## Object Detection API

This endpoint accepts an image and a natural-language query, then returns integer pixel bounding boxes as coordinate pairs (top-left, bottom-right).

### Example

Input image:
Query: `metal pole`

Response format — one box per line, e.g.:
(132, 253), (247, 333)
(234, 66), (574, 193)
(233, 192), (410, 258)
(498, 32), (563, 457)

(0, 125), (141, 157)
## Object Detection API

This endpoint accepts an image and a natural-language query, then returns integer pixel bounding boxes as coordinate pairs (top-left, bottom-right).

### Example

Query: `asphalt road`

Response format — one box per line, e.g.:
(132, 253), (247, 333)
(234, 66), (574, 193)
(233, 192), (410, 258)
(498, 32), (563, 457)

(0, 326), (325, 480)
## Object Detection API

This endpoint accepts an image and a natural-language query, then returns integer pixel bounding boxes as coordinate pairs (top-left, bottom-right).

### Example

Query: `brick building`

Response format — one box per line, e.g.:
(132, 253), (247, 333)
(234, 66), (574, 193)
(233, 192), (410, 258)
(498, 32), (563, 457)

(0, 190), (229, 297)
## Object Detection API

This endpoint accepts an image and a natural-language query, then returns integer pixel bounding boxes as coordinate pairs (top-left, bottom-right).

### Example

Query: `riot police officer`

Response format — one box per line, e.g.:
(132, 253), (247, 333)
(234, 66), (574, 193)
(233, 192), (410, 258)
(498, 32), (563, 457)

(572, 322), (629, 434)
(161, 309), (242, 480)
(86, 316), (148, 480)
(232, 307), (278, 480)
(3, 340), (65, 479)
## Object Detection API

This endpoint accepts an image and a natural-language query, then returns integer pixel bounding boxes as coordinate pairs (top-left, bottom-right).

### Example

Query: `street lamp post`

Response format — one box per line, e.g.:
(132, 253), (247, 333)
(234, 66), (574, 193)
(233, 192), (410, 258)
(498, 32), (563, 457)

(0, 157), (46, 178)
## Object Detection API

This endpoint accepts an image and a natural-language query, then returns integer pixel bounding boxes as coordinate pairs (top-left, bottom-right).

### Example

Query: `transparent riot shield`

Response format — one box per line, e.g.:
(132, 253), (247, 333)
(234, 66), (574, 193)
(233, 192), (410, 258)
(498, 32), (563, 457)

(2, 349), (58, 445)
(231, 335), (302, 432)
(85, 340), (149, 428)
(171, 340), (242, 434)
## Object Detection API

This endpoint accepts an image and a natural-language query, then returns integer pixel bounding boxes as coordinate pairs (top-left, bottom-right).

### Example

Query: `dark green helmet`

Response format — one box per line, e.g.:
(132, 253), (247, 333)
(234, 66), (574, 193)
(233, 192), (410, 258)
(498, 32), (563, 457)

OBJECTIVE
Starting at the beginning of the material and ending at the line that contains "(0, 326), (325, 480)", rewrite all of it with each answer's bounding-box coordinates rescaled by 1.45 and rounded to whole numbers, halves rounding up. Leave every other number unchanged, including the coordinate pairs in the response formats.

WRITTEN RESPONSE
## Object Detection API

This endpoint accepts an image and a natural-language query, then returns integer pixel bounding boxes as coordinate pairs (top-left, bottom-right).

### Example

Input image:
Query: `metal pole`

Response format — one box per line, e.g.:
(132, 253), (247, 333)
(234, 66), (574, 193)
(233, 192), (410, 258)
(498, 32), (563, 457)

(0, 181), (204, 228)
## Object Detection API

This endpoint accepts an image and a natural-language query, then returns integer pixel bounding boxes as coordinate pairs (top-left, bottom-right).

### Example

Query: `asphalt road`

Response format — one box per line, e.g.:
(132, 253), (247, 333)
(234, 66), (574, 193)
(233, 192), (410, 258)
(498, 32), (563, 457)

(0, 473), (471, 696)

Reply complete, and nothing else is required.